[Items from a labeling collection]

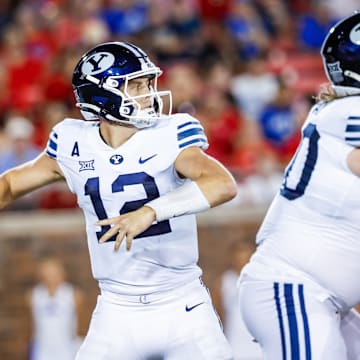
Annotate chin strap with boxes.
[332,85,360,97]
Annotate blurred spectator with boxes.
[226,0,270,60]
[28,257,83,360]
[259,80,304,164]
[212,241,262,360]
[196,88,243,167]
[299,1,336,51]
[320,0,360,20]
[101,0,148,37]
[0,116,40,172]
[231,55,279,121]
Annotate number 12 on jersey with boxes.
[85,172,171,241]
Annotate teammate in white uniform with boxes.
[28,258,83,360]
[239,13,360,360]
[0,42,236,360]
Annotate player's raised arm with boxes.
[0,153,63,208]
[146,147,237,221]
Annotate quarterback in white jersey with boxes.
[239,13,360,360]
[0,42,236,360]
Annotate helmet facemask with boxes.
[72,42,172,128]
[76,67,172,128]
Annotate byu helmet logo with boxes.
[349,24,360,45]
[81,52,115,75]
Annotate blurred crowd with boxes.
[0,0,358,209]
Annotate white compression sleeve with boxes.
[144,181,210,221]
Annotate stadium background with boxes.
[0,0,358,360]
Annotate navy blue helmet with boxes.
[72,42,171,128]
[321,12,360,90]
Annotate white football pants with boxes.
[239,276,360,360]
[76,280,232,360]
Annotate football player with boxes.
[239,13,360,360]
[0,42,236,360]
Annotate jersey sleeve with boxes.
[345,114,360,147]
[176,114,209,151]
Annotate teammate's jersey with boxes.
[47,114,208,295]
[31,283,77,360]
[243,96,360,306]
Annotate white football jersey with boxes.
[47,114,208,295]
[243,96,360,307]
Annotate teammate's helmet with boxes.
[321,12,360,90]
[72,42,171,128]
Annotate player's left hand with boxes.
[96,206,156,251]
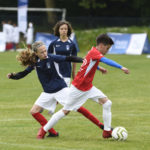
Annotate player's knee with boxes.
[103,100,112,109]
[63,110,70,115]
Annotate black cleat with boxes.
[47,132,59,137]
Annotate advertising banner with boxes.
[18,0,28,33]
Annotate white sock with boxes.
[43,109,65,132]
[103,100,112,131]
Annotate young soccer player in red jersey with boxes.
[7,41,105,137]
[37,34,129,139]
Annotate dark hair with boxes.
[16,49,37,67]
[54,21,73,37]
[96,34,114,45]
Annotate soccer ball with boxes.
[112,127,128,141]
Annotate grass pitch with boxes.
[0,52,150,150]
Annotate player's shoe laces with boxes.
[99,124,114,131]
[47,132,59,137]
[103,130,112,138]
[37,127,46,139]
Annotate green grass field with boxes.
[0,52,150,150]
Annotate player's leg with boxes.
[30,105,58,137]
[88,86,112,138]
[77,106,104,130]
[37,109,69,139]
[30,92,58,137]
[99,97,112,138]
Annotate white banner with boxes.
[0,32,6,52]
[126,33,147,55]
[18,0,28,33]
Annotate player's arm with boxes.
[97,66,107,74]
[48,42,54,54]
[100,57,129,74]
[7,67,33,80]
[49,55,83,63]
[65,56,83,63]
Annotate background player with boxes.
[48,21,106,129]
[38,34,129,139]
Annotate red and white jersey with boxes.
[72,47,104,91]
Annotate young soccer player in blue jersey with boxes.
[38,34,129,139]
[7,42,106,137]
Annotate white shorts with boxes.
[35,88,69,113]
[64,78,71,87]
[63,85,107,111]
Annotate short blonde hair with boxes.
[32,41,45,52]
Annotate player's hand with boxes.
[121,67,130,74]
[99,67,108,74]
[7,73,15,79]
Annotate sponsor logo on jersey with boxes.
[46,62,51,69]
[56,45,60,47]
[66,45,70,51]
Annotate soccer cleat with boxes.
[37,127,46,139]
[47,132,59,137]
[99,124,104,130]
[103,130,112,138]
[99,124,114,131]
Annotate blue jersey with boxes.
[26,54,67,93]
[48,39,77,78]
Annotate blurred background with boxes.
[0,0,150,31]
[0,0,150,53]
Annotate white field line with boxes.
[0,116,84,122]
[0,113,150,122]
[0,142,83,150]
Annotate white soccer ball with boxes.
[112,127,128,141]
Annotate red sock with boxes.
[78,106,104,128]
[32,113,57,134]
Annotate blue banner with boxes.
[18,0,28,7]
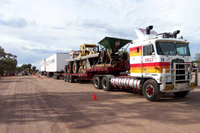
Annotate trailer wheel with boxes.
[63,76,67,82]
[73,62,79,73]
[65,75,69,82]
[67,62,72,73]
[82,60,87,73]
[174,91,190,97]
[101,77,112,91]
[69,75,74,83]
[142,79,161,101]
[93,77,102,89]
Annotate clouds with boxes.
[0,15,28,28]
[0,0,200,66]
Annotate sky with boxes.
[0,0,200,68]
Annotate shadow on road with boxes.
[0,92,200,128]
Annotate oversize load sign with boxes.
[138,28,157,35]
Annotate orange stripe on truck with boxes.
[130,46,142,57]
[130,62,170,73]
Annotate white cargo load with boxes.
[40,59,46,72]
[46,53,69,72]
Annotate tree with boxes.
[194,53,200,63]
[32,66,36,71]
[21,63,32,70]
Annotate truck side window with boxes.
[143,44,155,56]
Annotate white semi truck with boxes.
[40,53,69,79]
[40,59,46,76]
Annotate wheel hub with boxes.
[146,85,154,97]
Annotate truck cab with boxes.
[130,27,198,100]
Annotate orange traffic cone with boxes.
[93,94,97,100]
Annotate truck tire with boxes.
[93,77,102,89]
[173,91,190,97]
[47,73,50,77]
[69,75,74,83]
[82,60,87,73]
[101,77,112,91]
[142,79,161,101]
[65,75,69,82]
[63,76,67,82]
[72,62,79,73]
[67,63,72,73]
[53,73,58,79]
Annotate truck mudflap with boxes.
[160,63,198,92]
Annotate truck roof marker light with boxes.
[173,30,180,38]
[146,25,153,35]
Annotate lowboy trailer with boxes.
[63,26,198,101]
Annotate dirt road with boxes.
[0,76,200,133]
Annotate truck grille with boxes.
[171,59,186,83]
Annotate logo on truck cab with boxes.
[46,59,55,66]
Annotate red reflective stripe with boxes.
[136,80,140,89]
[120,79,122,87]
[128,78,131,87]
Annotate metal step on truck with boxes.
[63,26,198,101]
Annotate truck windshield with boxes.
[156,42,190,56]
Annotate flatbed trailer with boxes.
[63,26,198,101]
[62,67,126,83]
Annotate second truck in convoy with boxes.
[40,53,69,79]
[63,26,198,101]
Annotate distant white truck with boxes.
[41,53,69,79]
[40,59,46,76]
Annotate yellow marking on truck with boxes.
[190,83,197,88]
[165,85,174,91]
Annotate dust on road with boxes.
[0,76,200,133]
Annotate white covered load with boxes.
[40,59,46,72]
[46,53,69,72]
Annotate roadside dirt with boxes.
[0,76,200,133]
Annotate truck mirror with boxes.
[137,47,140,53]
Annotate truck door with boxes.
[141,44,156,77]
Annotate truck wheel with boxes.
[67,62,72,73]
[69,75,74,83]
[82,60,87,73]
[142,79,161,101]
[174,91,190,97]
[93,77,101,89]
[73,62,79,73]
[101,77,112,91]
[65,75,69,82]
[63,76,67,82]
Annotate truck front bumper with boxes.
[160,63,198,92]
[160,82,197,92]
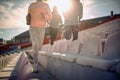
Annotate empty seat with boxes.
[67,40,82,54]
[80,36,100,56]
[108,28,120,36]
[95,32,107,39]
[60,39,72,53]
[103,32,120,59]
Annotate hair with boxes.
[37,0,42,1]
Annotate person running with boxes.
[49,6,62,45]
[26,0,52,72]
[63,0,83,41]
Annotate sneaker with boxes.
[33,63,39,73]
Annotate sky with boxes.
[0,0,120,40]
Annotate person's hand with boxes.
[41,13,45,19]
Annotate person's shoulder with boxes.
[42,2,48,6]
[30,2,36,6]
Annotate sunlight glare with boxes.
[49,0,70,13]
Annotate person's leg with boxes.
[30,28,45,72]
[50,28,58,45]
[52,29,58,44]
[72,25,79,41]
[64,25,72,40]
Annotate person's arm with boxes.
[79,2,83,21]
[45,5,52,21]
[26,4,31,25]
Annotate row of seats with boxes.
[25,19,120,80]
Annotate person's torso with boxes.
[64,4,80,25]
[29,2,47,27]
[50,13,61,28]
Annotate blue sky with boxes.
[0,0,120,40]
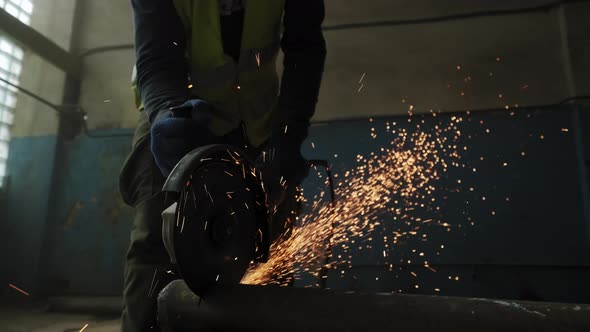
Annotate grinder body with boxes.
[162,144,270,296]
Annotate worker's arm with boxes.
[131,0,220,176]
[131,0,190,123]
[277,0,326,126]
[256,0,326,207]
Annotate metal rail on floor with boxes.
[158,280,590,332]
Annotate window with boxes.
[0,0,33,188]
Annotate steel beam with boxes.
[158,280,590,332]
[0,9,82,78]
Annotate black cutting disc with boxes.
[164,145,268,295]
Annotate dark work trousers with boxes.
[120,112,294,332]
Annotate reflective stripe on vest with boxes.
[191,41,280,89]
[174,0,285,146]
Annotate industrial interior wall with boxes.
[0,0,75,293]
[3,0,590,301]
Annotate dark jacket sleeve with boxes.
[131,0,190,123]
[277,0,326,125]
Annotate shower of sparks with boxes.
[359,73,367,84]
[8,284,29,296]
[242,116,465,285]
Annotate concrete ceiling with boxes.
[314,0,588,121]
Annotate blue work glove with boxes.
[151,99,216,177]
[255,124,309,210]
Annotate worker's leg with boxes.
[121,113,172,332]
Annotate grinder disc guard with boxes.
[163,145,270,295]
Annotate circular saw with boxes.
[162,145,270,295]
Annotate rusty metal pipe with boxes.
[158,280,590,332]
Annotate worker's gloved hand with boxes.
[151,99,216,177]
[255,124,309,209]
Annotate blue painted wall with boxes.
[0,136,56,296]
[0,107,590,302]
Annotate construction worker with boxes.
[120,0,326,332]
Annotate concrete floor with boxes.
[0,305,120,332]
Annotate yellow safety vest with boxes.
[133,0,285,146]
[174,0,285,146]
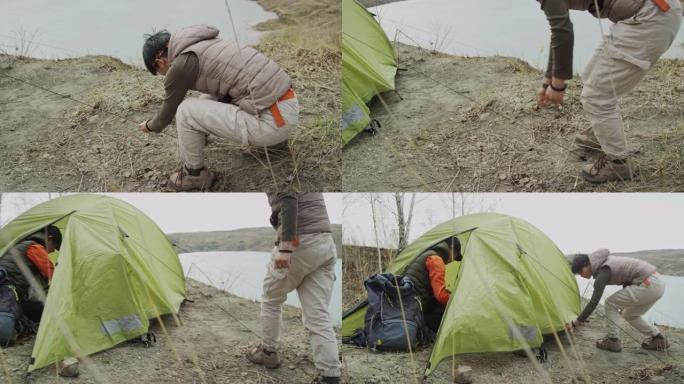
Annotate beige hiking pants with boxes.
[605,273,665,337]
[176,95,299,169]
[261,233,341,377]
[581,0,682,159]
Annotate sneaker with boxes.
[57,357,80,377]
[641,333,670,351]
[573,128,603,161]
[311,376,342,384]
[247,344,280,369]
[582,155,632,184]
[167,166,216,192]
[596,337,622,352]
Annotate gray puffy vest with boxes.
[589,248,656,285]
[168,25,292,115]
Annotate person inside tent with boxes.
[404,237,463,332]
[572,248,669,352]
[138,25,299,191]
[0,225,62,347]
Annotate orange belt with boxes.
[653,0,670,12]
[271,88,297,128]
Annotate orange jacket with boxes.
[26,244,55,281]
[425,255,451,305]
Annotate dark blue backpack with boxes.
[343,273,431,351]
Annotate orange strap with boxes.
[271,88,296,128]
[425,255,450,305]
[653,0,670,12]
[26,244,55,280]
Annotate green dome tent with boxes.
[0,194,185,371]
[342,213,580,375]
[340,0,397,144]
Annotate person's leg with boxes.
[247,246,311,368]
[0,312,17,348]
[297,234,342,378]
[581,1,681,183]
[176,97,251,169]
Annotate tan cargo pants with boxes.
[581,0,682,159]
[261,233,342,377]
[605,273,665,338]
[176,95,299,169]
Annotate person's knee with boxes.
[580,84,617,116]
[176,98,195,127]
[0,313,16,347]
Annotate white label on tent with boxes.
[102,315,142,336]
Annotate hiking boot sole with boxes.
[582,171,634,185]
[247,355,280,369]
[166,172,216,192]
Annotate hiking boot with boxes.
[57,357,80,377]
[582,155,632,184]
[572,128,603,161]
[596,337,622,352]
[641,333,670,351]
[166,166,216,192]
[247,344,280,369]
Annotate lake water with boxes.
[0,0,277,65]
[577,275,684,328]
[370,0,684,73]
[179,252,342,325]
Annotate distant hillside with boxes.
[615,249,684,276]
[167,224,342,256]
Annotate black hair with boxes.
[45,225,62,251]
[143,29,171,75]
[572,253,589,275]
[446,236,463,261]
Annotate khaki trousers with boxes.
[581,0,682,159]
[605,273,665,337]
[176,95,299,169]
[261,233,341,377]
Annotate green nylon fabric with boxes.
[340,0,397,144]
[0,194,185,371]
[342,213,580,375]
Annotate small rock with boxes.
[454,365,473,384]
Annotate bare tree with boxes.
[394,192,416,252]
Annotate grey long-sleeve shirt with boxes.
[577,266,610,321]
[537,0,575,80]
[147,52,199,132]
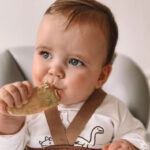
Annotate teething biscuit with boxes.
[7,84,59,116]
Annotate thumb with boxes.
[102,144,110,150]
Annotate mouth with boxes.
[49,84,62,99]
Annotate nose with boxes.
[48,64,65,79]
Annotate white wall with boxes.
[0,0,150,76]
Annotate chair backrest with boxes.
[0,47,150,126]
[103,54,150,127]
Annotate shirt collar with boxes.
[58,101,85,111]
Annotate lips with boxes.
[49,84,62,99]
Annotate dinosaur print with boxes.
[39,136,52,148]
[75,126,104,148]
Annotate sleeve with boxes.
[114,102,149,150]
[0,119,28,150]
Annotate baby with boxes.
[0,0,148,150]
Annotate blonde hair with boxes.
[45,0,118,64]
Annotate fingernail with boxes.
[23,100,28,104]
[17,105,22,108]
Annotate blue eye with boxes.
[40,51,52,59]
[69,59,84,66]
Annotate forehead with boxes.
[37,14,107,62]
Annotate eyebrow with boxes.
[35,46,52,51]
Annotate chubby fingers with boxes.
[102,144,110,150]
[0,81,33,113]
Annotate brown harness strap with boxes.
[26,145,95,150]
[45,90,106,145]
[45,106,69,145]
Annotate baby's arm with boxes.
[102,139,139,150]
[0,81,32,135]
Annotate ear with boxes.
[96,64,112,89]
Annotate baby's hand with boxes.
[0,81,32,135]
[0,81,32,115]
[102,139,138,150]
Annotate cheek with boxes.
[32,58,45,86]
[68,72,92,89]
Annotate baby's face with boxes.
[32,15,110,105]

## [Task prompt]
Put everything from "Annotate dark work trousers with boxes." down to "[163,145,270,295]" into a two-column CSV with the headers item_text and answer. Give one row per item, wrap each field in quotes, and turn any line breaks inside a field into spaces.

## [Final answer]
item_text,answer
"Annotate dark work trousers with boxes.","[120,112,294,332]"
"Annotate reflective stripe on vest with boxes.","[191,41,280,89] [174,0,285,146]"
"Annotate industrial interior wall with boxes.","[0,0,75,293] [3,0,590,301]"
"Annotate dark jacket sleeve with boxes.","[131,0,190,123] [277,0,326,125]"
"Annotate shower of sparks with boxes.","[359,73,367,84] [8,284,29,296] [242,116,465,285]"
"Annotate concrete ceiling with boxes.","[314,0,588,121]"
"Annotate blue work glove with boxes.","[151,99,216,177] [255,124,309,210]"
"Annotate worker's leg with boxes.","[121,113,172,332]"
"Annotate grinder disc guard with boxes.","[163,145,270,295]"